Passage for review >>
A taste of France


Recipes & Chefs' Tips

The best food is always the simplest! Food that you purchase should always be the freshest and the finest, not necessarily the most expensive. French cooking relies on fresh, pure and natural ingredients - it’s about applying the best method of preparation, use of ingredients and above all PASSION to showcase food at its best!  

            ~ French-Inspired Summer Offerings ~


 PAN BAGNAT ~ This popular tuna sandwich is sold from beachside stands along the beautiful Côte d’Azur - French Riviera. The delicious seafood and freshly-made dressing are typical of the French kitchen; a few simple ingredients can make an exceptional meal.



2 cloves garlic, pressed

1/3 C olive oil

1 baguette

12 oz. oil-packed while albacore tuna, drained

1/3 C red onion, sliced paper-thin

2 tbsp. capers

2 tbsp. red wine vinegar

Tomato slices



In a small bowl, mix the garlic and olive oil. Split the baguette lengthwise and brush the cut surfaces with a thin layer of garlic oil. In a separate bowl, mix the tuna, red onion, capers, red wine vinegar and just enough garlic oil to make the mixture a tuba salad consistency. Line the baguette with tomato slices and add tuna salad. Wrap tightly; chill several hours before enjoying!




Use any stone fruit to create this delicious summertime treat!



1 loaf whiten bread, crusts removed

6 whole eggs

¼ C AP flour

1/3 C granulated sugar

4 C heavy cream

2 large peaches, cubed

1n pint fresh raspberries

Heavy cream, whipped for topping



  • Preheat oven to 375 degrees. Coat bottom of a non-metallic baking dish with non-stick cooking spray.
  • Cut bread diagonally into triangles.
  • Using the paddle attachment of a standard mixer, beat eggs, flour and sugar at medium speed for 2 minutes; add cream and continue to mix just until combined.

Problem >>
Can you pick up the French summer recipes text after its last line and continue it? The data that comes next is from a separate source and has no connection to the French summer recipes text.

Records shown >>
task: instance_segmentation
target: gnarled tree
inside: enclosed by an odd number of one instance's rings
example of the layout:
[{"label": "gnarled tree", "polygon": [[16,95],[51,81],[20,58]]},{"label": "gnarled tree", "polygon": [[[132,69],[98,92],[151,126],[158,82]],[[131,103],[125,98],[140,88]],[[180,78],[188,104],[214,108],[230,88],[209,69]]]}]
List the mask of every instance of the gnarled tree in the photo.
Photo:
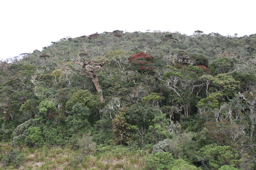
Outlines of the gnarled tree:
[{"label": "gnarled tree", "polygon": [[[79,53],[77,55],[78,56],[77,59],[72,59],[75,63],[78,64],[82,66],[85,70],[85,72],[83,73],[82,70],[77,69],[76,68],[70,68],[69,69],[64,68],[67,70],[73,70],[74,71],[78,71],[80,72],[80,74],[82,76],[84,76],[87,78],[89,78],[92,79],[92,82],[94,83],[96,90],[100,94],[100,100],[101,102],[104,102],[104,98],[102,94],[101,90],[100,88],[100,85],[99,84],[99,79],[96,73],[96,71],[98,70],[104,70],[102,67],[104,64],[108,63],[108,60],[105,61],[102,63],[100,63],[100,62],[103,60],[103,57],[101,57],[100,59],[92,59],[91,60],[86,61],[86,58],[84,57],[84,55],[81,54],[79,55]],[[83,56],[83,62],[81,62],[79,59],[81,56]]]}]

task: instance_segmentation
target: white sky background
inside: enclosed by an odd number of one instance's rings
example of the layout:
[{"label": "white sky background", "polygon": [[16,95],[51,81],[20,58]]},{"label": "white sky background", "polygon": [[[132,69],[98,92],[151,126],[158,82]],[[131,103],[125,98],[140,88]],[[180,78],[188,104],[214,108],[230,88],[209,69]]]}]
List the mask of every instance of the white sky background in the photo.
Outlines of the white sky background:
[{"label": "white sky background", "polygon": [[256,1],[22,0],[0,2],[0,59],[52,41],[116,30],[256,33]]}]

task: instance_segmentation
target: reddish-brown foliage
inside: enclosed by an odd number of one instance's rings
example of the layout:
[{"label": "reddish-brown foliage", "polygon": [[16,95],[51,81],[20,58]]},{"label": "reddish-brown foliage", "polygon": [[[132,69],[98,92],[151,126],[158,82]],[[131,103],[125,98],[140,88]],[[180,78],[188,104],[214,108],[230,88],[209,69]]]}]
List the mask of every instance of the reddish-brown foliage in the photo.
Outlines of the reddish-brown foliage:
[{"label": "reddish-brown foliage", "polygon": [[47,55],[47,54],[44,54],[43,55],[41,55],[39,56],[39,57],[50,57],[50,56],[49,55]]},{"label": "reddish-brown foliage", "polygon": [[130,58],[129,62],[133,63],[132,66],[134,70],[139,72],[144,72],[145,71],[152,71],[154,68],[152,67],[152,63],[154,61],[152,55],[148,55],[143,52],[133,55]]},{"label": "reddish-brown foliage", "polygon": [[120,34],[116,33],[115,35],[114,35],[114,36],[115,36],[116,37],[121,37],[122,36],[122,35]]}]

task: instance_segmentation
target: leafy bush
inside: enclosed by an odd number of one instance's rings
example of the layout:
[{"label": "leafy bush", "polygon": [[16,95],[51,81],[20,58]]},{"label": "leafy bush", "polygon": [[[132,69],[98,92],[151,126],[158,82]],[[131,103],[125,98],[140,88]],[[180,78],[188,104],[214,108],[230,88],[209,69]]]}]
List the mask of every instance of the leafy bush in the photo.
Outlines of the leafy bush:
[{"label": "leafy bush", "polygon": [[174,160],[172,153],[168,152],[149,154],[146,159],[147,169],[171,169]]},{"label": "leafy bush", "polygon": [[28,135],[28,128],[34,124],[34,119],[30,119],[18,126],[13,131],[13,138],[11,143],[13,146],[24,143],[25,139]]},{"label": "leafy bush", "polygon": [[42,146],[44,144],[43,134],[40,127],[31,126],[28,129],[28,135],[25,139],[25,142],[30,146]]},{"label": "leafy bush", "polygon": [[12,164],[15,167],[23,162],[25,158],[25,155],[23,153],[19,153],[18,151],[13,151],[9,152],[9,153],[2,158],[0,162],[4,166],[8,165],[9,164]]},{"label": "leafy bush", "polygon": [[168,152],[149,154],[146,158],[146,167],[148,170],[196,170],[197,168],[182,159],[175,160]]},{"label": "leafy bush", "polygon": [[86,154],[91,154],[96,149],[96,144],[92,141],[92,137],[90,136],[90,135],[89,133],[86,135],[83,135],[82,138],[78,139],[77,142],[81,151]]},{"label": "leafy bush", "polygon": [[160,141],[158,143],[153,146],[152,153],[163,153],[169,151],[169,142],[170,140],[166,139]]},{"label": "leafy bush", "polygon": [[199,160],[212,169],[218,169],[225,165],[234,167],[242,161],[237,150],[229,146],[211,144],[200,149]]}]

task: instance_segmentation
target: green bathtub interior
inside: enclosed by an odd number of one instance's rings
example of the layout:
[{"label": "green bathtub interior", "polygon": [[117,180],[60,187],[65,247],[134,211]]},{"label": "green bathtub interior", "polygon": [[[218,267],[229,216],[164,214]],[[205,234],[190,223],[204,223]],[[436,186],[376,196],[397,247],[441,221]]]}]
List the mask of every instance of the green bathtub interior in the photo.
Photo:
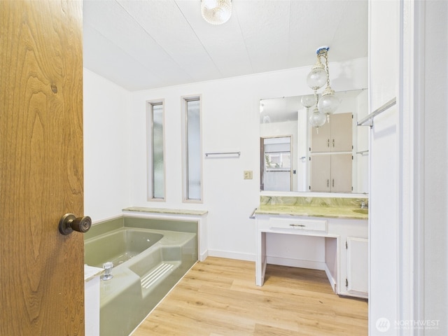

Response to the task >>
  •  Arrange bread triangles to cover bottom of baking dish with overlapping.
  • Scatter peach cubes and raspberries over the bread; pour half of the custard mixture over the bread and fruit.
  • Arrange remaining bread in a circle, slightly overlapping, around the edge of the dish. Leave an opening in the center; pour on remaining custard.
  • Bake approx.: 30 minutes until custard is set. If the top starts to become too browned, cover with tented foil.
  • Serve warm with whipped cream. 

Serves 8

Did you know that…..

Contrary to popular belief, the crust that forms from the browning of meat - that adds so much to the flavor – does not totally seal in the juices? For proof, just listen to the sound of a steak sizzling over a fire as the juice evaporates. The aim in cooking meat is to limit the loss of juice so don’t salt or spear with a fork prior to cooking and cook over very high heat for a short period of time.

Marinades tenderize and add flavor. A seasoned, acidic liquid penetrates the meat. At the same time,  the acid changes the proteins which explains why meat becomes more tender the longer it is in the marinade. It does take time, however - a marinade penetrates less than 1 centimeter in 24 hours.